Heritage
Homedisplay
Updated: 2011-06-12 08:44
By Gan Tian (China Daily)
Clockwise from top The Ming-style armchairs take pride of place in the living room. Yang Qing's passion for old furniture is rooted in his love for the guqin. Yang's other extensive collections provide a setting for his prized musical instruments. Pear wood gives the rooms a calm feeling. Calligraphy is an important part of Yang's home scene. Even the decorative statues are chosen to reflect the warm wood tones Yang favors. Photos by Wang Jing |
Gan Tian talks to two experts on how to care for and keep cultural and antique collections in the home.
He has no love for cold, angular Western furniture. Instead, two ancient round-backed Chinese armchairs take pride of place in his apartment, the centerpieces in a home full of traditional Chinese furniture and musical instruments.
For Yang Qing, 60, the vice-president of the Society of Traditional Chinese Musical Instruments, his motivation for collecting traditional Chinese furniture has nothing to do with money. Instead, it's all about the setting.
It starts with his love of the guqin, a seven-stringed Chinese zither. In Yang's home in Beijing's Chaoyang district, the decor revolves around this classic instrument.

==========

Instruction 1:
Answer these questions using the article on Yang Qing's home:
(a) What position does Yang Qing hold?
(b) How does the article describe the guqin?
(c) In which district of Beijing is Yang's home?
Instruction 2:
From the article on Yang Qing's home, extract the passage between "He has no love" and "this classic instrument.", inclusive.
Instruction 3:
For each statement, say whether it agrees with the article on Yang Qing's home, and quote the words that decide it.
(a) Yang Qing collects traditional Chinese furniture mainly for its monetary value.
(b) Two ancient round-backed Chinese armchairs are the centerpieces of Yang's apartment.
(c) The decor in Yang's home revolves around the guqin.

Dataset records:
==========

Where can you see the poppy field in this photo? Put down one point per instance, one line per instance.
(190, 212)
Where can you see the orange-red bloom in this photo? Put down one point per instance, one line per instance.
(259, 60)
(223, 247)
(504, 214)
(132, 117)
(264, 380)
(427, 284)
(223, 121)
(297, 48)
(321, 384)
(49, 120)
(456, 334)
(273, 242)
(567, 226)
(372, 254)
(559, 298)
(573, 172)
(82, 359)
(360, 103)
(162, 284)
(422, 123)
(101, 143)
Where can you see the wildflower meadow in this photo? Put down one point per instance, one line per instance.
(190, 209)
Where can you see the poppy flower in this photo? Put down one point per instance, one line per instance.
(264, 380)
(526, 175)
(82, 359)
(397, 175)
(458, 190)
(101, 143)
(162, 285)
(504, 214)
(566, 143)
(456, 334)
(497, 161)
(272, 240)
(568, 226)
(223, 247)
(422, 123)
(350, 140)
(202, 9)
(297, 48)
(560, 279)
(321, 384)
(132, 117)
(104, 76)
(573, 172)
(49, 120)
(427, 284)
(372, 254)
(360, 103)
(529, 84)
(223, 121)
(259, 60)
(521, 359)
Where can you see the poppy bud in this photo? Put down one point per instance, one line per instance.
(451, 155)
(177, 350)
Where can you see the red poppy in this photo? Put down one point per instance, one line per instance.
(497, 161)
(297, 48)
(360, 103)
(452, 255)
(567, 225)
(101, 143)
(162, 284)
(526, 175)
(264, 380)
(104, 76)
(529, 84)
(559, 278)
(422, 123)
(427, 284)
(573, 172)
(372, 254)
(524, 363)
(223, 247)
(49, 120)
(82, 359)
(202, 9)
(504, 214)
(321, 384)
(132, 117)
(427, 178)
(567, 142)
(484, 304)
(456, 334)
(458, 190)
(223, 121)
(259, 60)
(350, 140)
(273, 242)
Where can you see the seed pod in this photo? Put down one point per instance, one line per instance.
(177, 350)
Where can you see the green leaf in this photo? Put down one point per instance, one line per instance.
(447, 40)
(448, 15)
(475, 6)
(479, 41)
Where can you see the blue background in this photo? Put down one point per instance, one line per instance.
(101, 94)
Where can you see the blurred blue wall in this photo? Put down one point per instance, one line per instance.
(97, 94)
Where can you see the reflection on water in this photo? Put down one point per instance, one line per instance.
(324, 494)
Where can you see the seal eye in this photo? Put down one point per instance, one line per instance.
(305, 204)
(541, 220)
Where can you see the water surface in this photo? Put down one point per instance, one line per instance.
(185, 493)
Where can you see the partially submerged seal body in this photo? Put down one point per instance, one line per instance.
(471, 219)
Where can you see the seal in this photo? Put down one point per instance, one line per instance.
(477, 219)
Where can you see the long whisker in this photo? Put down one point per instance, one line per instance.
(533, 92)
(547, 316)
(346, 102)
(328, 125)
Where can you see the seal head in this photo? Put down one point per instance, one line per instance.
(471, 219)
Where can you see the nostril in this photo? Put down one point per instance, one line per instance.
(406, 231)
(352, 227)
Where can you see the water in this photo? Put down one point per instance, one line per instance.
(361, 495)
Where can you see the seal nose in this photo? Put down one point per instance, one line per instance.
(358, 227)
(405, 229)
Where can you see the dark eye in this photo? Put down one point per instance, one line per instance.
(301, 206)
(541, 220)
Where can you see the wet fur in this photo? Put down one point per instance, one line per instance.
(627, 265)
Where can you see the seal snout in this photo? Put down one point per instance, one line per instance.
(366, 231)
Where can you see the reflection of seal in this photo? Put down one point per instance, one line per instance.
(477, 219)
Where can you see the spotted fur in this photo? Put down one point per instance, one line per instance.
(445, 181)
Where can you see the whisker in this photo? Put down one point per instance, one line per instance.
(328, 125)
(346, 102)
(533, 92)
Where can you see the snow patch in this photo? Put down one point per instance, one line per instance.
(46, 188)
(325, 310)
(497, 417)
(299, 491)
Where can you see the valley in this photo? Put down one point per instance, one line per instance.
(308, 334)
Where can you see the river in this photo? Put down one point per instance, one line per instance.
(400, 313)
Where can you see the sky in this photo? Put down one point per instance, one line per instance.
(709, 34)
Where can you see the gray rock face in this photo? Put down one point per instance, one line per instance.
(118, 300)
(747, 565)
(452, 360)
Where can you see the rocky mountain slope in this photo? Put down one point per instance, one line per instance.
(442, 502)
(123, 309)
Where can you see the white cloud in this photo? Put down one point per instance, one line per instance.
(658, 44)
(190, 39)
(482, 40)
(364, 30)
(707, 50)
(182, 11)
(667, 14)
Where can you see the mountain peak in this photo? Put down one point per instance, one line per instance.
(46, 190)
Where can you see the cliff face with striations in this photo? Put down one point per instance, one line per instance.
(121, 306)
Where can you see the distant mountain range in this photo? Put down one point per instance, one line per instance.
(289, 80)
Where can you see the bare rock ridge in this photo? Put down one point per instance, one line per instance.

==========

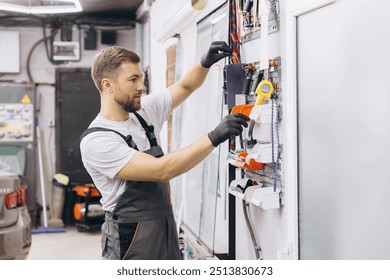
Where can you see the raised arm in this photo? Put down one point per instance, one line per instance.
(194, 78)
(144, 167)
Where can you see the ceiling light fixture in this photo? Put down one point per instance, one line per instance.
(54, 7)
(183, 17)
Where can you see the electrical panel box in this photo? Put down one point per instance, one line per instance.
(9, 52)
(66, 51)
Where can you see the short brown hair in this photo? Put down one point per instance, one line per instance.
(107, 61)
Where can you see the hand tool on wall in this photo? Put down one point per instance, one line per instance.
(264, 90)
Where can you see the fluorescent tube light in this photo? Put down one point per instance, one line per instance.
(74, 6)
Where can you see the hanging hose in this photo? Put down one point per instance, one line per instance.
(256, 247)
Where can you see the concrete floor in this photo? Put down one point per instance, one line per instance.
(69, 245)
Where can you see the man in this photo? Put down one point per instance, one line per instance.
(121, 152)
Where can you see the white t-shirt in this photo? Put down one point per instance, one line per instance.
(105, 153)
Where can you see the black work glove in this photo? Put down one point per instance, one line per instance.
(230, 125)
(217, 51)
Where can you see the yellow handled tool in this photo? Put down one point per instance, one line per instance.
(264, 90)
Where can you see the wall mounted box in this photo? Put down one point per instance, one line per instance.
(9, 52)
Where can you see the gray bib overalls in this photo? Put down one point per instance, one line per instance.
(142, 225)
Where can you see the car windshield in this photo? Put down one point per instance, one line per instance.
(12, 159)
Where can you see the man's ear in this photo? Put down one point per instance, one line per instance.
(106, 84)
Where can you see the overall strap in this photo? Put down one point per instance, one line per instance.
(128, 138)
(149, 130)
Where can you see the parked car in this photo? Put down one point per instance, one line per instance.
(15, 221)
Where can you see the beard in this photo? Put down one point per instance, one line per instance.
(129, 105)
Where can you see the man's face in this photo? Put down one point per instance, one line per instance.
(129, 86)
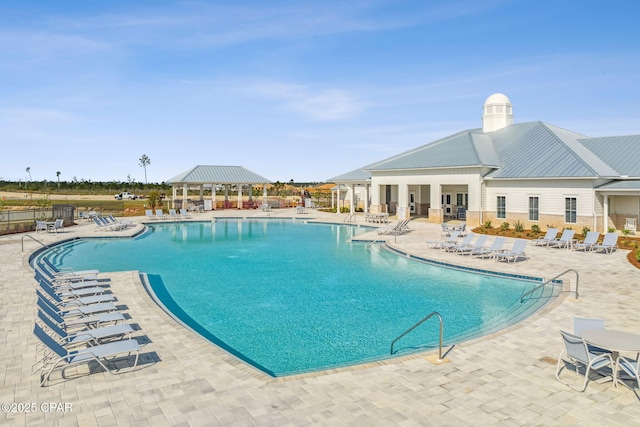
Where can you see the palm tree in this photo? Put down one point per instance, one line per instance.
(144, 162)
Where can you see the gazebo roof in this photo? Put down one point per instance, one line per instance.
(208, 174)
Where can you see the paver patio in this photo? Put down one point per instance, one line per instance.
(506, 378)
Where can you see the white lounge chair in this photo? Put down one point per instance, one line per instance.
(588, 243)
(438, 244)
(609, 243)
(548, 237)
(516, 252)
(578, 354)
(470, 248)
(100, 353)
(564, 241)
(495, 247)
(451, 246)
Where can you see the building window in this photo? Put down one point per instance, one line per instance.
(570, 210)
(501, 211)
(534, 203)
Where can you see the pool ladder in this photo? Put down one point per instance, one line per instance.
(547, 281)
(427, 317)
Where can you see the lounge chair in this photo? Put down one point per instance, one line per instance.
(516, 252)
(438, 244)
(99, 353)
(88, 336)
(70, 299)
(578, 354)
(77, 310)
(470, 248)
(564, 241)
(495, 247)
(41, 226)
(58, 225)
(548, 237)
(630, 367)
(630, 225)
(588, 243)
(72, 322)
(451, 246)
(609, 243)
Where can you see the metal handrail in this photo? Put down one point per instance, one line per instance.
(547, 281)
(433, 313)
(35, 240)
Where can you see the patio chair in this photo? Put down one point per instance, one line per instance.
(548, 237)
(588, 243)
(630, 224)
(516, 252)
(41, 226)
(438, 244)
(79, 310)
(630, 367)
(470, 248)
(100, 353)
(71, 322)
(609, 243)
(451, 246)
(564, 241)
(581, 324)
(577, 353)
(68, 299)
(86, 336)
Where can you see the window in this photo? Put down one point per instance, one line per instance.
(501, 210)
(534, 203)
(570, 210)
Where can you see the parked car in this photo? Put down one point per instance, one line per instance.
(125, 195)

==========

Full solution 1:
(a) Vice-president of the Society of Traditional Chinese Musical Instruments
(b) A seven-stringed Chinese zither
(c) Chaoyang district

Full solution 2:
He has no love for cold, angular Western furniture. Instead, two ancient round-backed Chinese armchairs take pride of place in his apartment, the centerpieces in a home full of traditional Chinese furniture and musical instruments.
For Yang Qing, 60, the vice-president of the Society of Traditional Chinese Musical Instruments, his motivation for collecting traditional Chinese furniture has nothing to do with money. Instead, it's all about the setting.
It starts with his love of the guqin, a seven-stringed Chinese zither. In Yang's home in Beijing's Chaoyang district, the decor revolves around this classic instrument.

Full solution 3:
(a) No: "his motivation for collecting traditional Chinese furniture has nothing to do with money"
(b) Yes: "two ancient round-backed Chinese armchairs take pride of place in his apartment, the centerpieces in a home full of traditional Chinese furniture and musical instruments"
(c) Yes: "the decor revolves around this classic instrument"